(Exercise material begins)

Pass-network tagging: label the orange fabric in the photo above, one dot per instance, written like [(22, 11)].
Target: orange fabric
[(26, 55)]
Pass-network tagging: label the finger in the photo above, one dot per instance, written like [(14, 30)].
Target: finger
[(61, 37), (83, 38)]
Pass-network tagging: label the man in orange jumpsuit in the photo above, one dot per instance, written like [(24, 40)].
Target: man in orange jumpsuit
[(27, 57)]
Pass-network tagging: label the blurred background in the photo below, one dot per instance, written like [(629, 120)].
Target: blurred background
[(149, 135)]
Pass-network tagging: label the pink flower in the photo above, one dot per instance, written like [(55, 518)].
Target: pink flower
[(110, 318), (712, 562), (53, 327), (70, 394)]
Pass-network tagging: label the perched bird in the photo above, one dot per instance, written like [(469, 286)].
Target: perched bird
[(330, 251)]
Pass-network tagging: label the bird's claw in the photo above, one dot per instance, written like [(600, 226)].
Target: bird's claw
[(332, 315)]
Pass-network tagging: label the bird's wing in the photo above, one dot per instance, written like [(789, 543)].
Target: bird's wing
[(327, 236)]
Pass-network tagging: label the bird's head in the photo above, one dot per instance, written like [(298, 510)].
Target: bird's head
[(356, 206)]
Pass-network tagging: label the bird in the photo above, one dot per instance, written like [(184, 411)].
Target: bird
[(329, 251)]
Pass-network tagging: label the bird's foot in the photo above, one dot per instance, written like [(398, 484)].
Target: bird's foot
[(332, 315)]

(Exercise material ends)
(Exercise material begins)

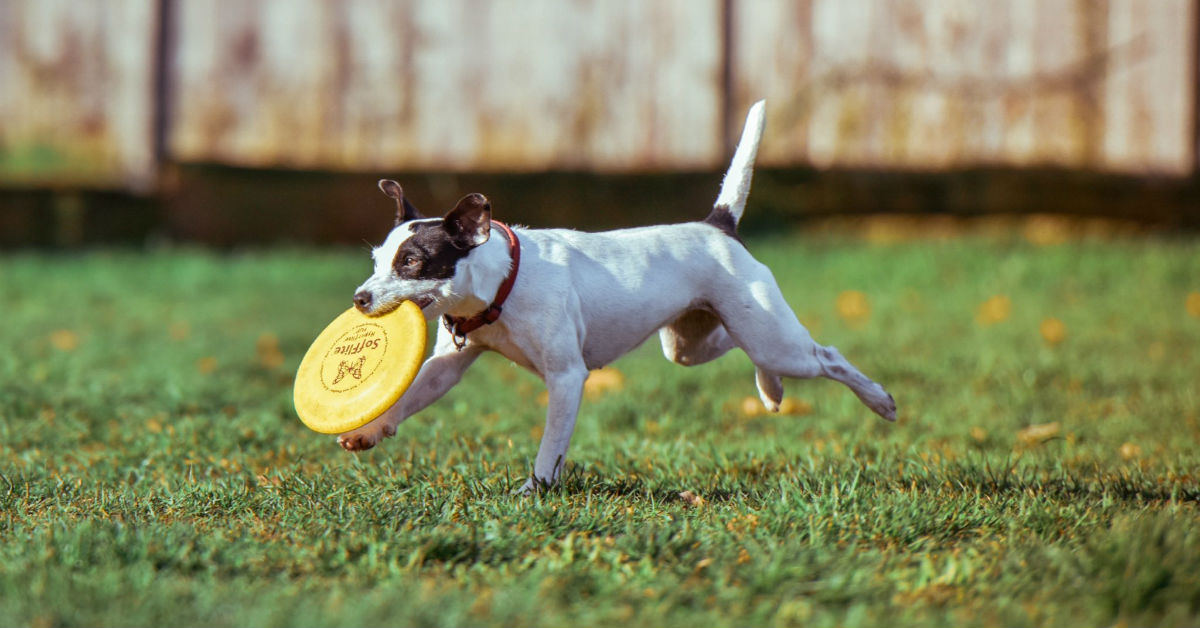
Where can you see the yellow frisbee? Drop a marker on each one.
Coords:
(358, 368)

(Exercise material ends)

Activity >> Scan the entries above for the word "Pass" and collect each line holding it.

Output of the exercise >>
Pass-network tagging: label the orange fabric in the photo above, one dot per instance, written like [(22, 11)].
Pass-network tagging: label the finger in the photo above, one dot per instance, written like [(14, 30)].
Pass-network tagging: label the man in orange jumpsuit in the photo above, one dot per instance, written like [(24, 40)].
Pass-network tagging: label the blurred background in the photo below, one dot per instance, written like [(629, 120)].
Pass-network tagging: label the pink flower in the photo above, one dot per instance, written like [(55, 518)].
Pass-network tagging: label the perched bird in the photo above, one dot per instance, written like [(469, 286)].
Pass-network tagging: label the bird's claw in the photo above, one dot per instance, written like [(600, 226)].
Pass-network tagging: label the bird's wing in the photo above, one dot per instance, written like [(789, 543)].
Pass-network tagging: label the bird's head in the photo above, one dot per instance, written like [(298, 510)].
Pass-network tagging: label the bird in the photo above, one dot per instance, written like [(184, 411)].
Pass-network tagging: label the bird's foot in the photo above, one dot per instance, written like [(398, 484)].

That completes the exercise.